- _SET PROBLEM_:
Return the lines below as a JSON list of strings, one string per line, with blank lines omitted.

START GIVEN INFORMATION

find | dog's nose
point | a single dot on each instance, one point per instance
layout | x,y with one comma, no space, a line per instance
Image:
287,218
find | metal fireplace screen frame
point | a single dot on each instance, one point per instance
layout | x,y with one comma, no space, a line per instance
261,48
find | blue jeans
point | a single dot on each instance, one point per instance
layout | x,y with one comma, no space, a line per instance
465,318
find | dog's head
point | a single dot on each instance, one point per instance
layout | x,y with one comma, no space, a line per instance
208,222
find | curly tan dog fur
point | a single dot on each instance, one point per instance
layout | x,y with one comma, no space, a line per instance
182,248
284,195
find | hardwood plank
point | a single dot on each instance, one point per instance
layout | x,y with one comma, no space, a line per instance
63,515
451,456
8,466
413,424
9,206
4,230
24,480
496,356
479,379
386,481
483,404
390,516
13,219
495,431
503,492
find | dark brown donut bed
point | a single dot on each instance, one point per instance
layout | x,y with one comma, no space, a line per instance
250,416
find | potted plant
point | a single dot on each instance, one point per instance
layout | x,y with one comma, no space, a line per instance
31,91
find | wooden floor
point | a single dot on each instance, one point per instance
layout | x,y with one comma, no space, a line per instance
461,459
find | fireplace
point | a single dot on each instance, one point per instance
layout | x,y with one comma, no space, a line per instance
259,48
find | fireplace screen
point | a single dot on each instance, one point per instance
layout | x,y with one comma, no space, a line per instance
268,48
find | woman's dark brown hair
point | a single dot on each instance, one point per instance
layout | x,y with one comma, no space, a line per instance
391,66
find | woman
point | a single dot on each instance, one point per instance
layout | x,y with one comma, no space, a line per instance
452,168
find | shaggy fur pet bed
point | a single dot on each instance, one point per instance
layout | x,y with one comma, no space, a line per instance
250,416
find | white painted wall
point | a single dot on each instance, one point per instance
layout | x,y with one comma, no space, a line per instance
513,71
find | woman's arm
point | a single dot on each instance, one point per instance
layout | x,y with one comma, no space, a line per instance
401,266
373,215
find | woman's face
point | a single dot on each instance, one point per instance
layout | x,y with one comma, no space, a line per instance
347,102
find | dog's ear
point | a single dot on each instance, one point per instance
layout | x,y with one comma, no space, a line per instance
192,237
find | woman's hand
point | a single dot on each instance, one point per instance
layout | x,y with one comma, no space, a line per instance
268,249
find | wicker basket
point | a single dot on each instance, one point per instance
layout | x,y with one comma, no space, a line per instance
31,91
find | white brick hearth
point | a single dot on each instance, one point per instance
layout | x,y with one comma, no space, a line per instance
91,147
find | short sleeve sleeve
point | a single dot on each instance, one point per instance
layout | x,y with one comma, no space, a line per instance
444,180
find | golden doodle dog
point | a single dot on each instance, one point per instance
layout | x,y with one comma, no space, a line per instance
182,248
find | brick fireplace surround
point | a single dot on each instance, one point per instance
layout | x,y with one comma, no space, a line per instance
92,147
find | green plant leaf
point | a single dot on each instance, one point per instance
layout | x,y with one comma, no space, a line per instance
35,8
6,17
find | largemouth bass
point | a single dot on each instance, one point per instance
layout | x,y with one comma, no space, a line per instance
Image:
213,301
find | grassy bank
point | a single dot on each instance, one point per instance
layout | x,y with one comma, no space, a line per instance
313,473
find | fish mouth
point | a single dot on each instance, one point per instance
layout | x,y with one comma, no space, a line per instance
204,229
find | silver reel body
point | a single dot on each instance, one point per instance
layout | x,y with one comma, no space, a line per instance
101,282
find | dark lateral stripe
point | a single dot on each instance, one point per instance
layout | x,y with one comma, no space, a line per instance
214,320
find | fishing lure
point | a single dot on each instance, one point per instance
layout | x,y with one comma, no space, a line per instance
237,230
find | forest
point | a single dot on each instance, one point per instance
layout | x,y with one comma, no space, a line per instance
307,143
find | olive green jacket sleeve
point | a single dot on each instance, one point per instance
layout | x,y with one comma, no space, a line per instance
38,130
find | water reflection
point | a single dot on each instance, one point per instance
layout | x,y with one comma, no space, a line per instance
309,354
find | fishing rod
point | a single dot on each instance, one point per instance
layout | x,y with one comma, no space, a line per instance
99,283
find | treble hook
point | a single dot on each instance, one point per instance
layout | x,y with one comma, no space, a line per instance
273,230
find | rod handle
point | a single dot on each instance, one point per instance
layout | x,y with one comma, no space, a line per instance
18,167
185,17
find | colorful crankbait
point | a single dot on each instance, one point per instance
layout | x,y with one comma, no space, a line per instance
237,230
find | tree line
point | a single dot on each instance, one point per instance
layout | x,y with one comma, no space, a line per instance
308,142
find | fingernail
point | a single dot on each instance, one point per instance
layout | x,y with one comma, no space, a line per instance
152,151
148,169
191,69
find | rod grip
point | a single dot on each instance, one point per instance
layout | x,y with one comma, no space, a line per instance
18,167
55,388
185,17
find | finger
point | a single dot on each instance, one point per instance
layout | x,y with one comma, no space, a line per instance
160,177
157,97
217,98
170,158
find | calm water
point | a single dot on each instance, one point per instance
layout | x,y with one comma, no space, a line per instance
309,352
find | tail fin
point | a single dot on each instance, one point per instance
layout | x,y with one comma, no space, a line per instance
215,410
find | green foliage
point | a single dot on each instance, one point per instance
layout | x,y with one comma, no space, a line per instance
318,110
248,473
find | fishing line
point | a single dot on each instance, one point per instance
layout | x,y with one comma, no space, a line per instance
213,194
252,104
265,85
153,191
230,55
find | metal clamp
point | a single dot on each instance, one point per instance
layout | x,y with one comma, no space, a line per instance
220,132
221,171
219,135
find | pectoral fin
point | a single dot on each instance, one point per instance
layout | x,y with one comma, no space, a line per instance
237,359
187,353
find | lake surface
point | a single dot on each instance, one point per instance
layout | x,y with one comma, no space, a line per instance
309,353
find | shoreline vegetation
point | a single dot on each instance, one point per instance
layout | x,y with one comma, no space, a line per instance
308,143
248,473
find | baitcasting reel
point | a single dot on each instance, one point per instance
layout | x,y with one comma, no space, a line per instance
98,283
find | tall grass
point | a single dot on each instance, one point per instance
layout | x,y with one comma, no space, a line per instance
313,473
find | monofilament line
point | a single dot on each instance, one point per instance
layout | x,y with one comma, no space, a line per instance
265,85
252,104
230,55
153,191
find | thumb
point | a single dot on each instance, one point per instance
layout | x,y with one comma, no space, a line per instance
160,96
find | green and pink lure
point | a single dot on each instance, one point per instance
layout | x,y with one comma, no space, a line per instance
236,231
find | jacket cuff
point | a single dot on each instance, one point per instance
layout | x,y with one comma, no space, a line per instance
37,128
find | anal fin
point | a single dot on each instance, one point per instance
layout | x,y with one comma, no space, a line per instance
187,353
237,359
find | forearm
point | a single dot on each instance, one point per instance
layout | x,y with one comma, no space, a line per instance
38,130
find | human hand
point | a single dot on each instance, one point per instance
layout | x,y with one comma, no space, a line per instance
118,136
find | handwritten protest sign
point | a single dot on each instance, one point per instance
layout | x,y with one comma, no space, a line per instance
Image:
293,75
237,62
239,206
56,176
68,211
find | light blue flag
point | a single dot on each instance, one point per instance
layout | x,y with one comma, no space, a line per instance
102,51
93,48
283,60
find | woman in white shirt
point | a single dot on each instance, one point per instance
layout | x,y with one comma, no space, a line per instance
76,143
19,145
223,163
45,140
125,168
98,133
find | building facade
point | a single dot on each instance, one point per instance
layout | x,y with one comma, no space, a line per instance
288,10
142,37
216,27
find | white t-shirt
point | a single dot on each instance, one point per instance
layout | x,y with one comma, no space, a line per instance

END GIVEN INFORMATION

- _THE RESULT_:
[
  "find | dog's nose",
  "point | a single dot on each instance, one point per instance",
  "layout | x,y with one comma, no space, a line per instance",
  "Image:",
  "287,218",
  "find | metal fireplace screen frame",
  "point | a single dot on each instance, one point per instance",
  "layout | x,y with one comma, no space, a line per instance",
  "261,48",
  "find | blue jeans",
  "point | a single dot on each instance, one point per instance",
  "layout | x,y with one comma, no space, a line per instance",
  "465,318",
  "find | dog's head",
  "point | a single dot on each instance, one point per instance",
  "layout | x,y with one comma, no space, a line per instance",
  "208,222",
  "find | curly tan dog fur",
  "point | a single dot on each instance, one point per instance",
  "layout | x,y with one comma, no space, a line per instance",
  "182,248",
  "284,195",
  "find | hardwood plank",
  "point | a single dot on each instance, one point per instance",
  "layout | x,y with one comma, no space, a line per instance",
  "63,515",
  "451,456",
  "8,466",
  "413,424",
  "9,206",
  "4,230",
  "24,480",
  "496,356",
  "479,379",
  "386,481",
  "483,404",
  "390,516",
  "13,219",
  "495,431",
  "503,492",
  "find | dark brown donut bed",
  "point | a single dot on each instance, one point per instance",
  "layout | x,y with one comma, no space, a line per instance",
  "250,416",
  "find | potted plant",
  "point | a single dot on each instance, one point per instance",
  "layout | x,y with one comma, no space, a line per instance",
  "31,91",
  "find | wooden floor",
  "point | a single dot on each instance, one point per instance",
  "layout | x,y with one comma, no space, a line per instance",
  "461,459",
  "find | fireplace",
  "point | a single dot on each instance, one point per instance",
  "layout | x,y with one comma, no space, a line per instance",
  "259,48",
  "find | fireplace screen",
  "point | a single dot on each instance, one point per instance",
  "layout | x,y with one comma, no space, a line per instance",
  "268,48",
  "find | woman's dark brown hair",
  "point | a single dot on each instance, one point per instance",
  "layout | x,y with one comma, no space, a line per instance",
  "391,66",
  "find | woman",
  "point | a single dot on each instance, one point per instance",
  "layout | x,y with one comma, no space, a line per instance",
  "452,168",
  "find | shaggy fur pet bed",
  "point | a single dot on each instance, one point per instance",
  "layout | x,y with one comma, no space, a line per instance",
  "250,416",
  "find | white painted wall",
  "point | a single dot on each instance, one point per instance",
  "layout | x,y with one comma, no space, a line per instance",
  "513,71",
  "find | woman's arm",
  "point | a single dot on each instance, one point per instance",
  "layout | x,y with one comma, no space, a line per instance",
  "401,266",
  "373,215",
  "find | woman's face",
  "point | a single dot on each instance, one point per instance",
  "layout | x,y with one comma, no space, a line per instance",
  "347,102",
  "find | dog's ear",
  "point | a single dot on each instance, one point per instance",
  "layout | x,y with one comma, no space, a line per instance",
  "192,237",
  "find | woman's hand",
  "point | a single dot on each instance, one point per instance",
  "layout | x,y with one comma, no space, a line per instance",
  "268,249",
  "find | wicker basket",
  "point | a single dot on each instance, one point per instance",
  "layout | x,y with one comma, no space, a line per instance",
  "31,91",
  "find | white brick hearth",
  "point | a single dot on each instance, one point per instance",
  "layout | x,y with one comma, no space, a line per instance",
  "91,147",
  "find | short sleeve sleeve",
  "point | a single dot on each instance, one point per instance",
  "layout | x,y with one comma, no space, a line per instance",
  "444,180",
  "find | golden doodle dog",
  "point | a single dot on each instance, one point per instance",
  "layout | x,y with one comma, no space, a line per instance",
  "182,248",
  "find | brick fireplace surround",
  "point | a single dot on each instance, one point per instance",
  "layout | x,y with one comma, no space, a line per instance",
  "92,147",
  "find | green plant leaf",
  "point | a single dot on each instance, one point per instance",
  "layout | x,y with one comma, no space, a line per instance",
  "35,8",
  "6,17",
  "find | largemouth bass",
  "point | a single dot on each instance, one point per instance",
  "layout | x,y with one comma, no space, a line per instance",
  "Image:",
  "213,301",
  "find | grassy bank",
  "point | a single dot on each instance, one point per instance",
  "layout | x,y with one comma, no space, a line per instance",
  "313,473",
  "find | fish mouth",
  "point | a single dot on each instance, one point per instance",
  "layout | x,y with one comma, no space, a line per instance",
  "204,229",
  "find | silver reel body",
  "point | a single dot on each instance, one point per instance",
  "layout | x,y with one comma, no space, a line per instance",
  "101,282",
  "find | dark lateral stripe",
  "point | a single dot on each instance, one point per instance",
  "layout | x,y with one comma, no space, a line per instance",
  "214,320",
  "find | fishing lure",
  "point | a single dot on each instance, one point per instance",
  "layout | x,y with one comma, no space, a line per instance",
  "237,230",
  "find | forest",
  "point | a single dot on each instance, one point per instance",
  "layout | x,y with one comma, no space, a line per instance",
  "307,143",
  "find | olive green jacket sleeve",
  "point | a single dot on each instance, one point per instance",
  "layout | x,y with one comma, no space, a line per instance",
  "38,130",
  "find | water reflection",
  "point | a single dot on each instance, one point per instance",
  "layout | x,y with one comma, no space, a line per instance",
  "309,354",
  "find | fishing rod",
  "point | a single dot on each instance, one point per instance",
  "layout | x,y with one comma, no space, a line per instance",
  "99,283",
  "find | treble hook",
  "point | a single dot on each instance, one point per instance",
  "layout | x,y with one comma, no space, a line per instance",
  "273,230",
  "find | rod handle",
  "point | a single dot on each instance, one point per instance",
  "layout | x,y with one comma, no space, a line per instance",
  "18,167",
  "185,17",
  "find | colorful crankbait",
  "point | a single dot on each instance, one point per instance",
  "layout | x,y with one comma, no space, a line per instance",
  "237,230",
  "find | tree line",
  "point | a single dot on each instance, one point per instance",
  "layout | x,y with one comma, no space, a line per instance",
  "308,142",
  "find | fingernail",
  "point | a single dot on each instance, one point per instance",
  "layout | x,y with one comma, no space, a line per instance",
  "152,151",
  "148,169",
  "191,69",
  "find | rod grip",
  "point | a single dot on each instance, one point per instance",
  "layout | x,y with one comma, no space, a line per instance",
  "18,167",
  "55,388",
  "185,17",
  "find | finger",
  "point | a single dot on each instance, one point per instance",
  "layout | x,y with one comma, no space, a line per instance",
  "160,177",
  "157,97",
  "217,98",
  "170,158",
  "find | calm water",
  "point | a single dot on each instance, one point per instance",
  "layout | x,y with one comma, no space, a line per instance",
  "309,352",
  "find | tail fin",
  "point | a single dot on each instance, one point per instance",
  "layout | x,y with one comma, no space, a line per instance",
  "215,410",
  "find | green foliage",
  "point | a single dot on each instance, one point per instance",
  "layout | x,y with one comma, no space, a line per instance",
  "318,110",
  "248,473",
  "find | fishing line",
  "point | a single dot on each instance, one point per instance",
  "layout | x,y with one comma, no space, a line per instance",
  "213,194",
  "252,104",
  "265,85",
  "153,191",
  "230,55",
  "find | metal clamp",
  "point | a single dot on each instance, one point per instance",
  "layout | x,y with one comma, no space, a line per instance",
  "220,132",
  "221,171",
  "219,135",
  "find | pectoral fin",
  "point | a single dot on each instance, one point per instance",
  "layout | x,y with one comma, no space, a line per instance",
  "237,359",
  "187,353",
  "find | lake surface",
  "point | a single dot on each instance, one point per instance",
  "layout | x,y with one comma, no space, a line per instance",
  "309,353",
  "find | shoreline vegetation",
  "point | a single dot on each instance, one point per instance",
  "layout | x,y with one comma, no space, a line per instance",
  "308,143",
  "248,473",
  "find | baitcasting reel",
  "point | a single dot on each instance, one point per instance",
  "layout | x,y with one comma, no space, a line per instance",
  "98,283",
  "find | tall grass",
  "point | a single dot on each instance, one point per instance",
  "layout | x,y with one comma, no space, a line per instance",
  "313,473",
  "find | monofilament line",
  "point | a single dot on each instance, one point per instance",
  "layout | x,y with one comma, no space, a line per instance",
  "265,85",
  "252,104",
  "230,55",
  "153,191",
  "find | thumb",
  "point | a single dot on each instance, one point per instance",
  "layout | x,y with one comma, no space, a line per instance",
  "160,96",
  "find | green and pink lure",
  "point | a single dot on each instance, one point per instance",
  "layout | x,y with one comma, no space, a line per instance",
  "236,231",
  "find | jacket cuff",
  "point | a single dot on each instance, one point per instance",
  "layout | x,y with one comma, no space, a line per instance",
  "37,128",
  "find | anal fin",
  "point | a single dot on each instance, one point per instance",
  "layout | x,y with one comma, no space, a line per instance",
  "187,353",
  "237,359",
  "find | forearm",
  "point | a single dot on each instance, one point per instance",
  "layout | x,y with one comma, no space, a line per instance",
  "38,130",
  "find | human hand",
  "point | a single dot on each instance, one point per instance",
  "layout | x,y with one comma, no space, a line per instance",
  "118,136",
  "find | handwritten protest sign",
  "point | a single dot on each instance, one point per instance",
  "layout | x,y with one comma, no space, a line per instance",
  "Image:",
  "293,75",
  "237,62",
  "239,206",
  "56,176",
  "68,211",
  "find | light blue flag",
  "point | a single dot on each instance, one point per instance",
  "layout | x,y with one comma, no space, a line per instance",
  "102,51",
  "93,48",
  "283,60",
  "find | woman in white shirt",
  "point | a single dot on each instance, one point per instance",
  "layout | x,y with one comma, no space, a line per instance",
  "76,143",
  "19,145",
  "223,163",
  "45,140",
  "125,168",
  "98,133",
  "find | building facade",
  "point | a single dot on each instance, one point per instance",
  "layout | x,y with one comma, no space, a line per instance",
  "288,10",
  "142,37",
  "216,27",
  "find | white t-shirt",
  "point | a single dot on each instance, one point per instance",
  "layout | x,y with one comma, no space, a line per instance"
]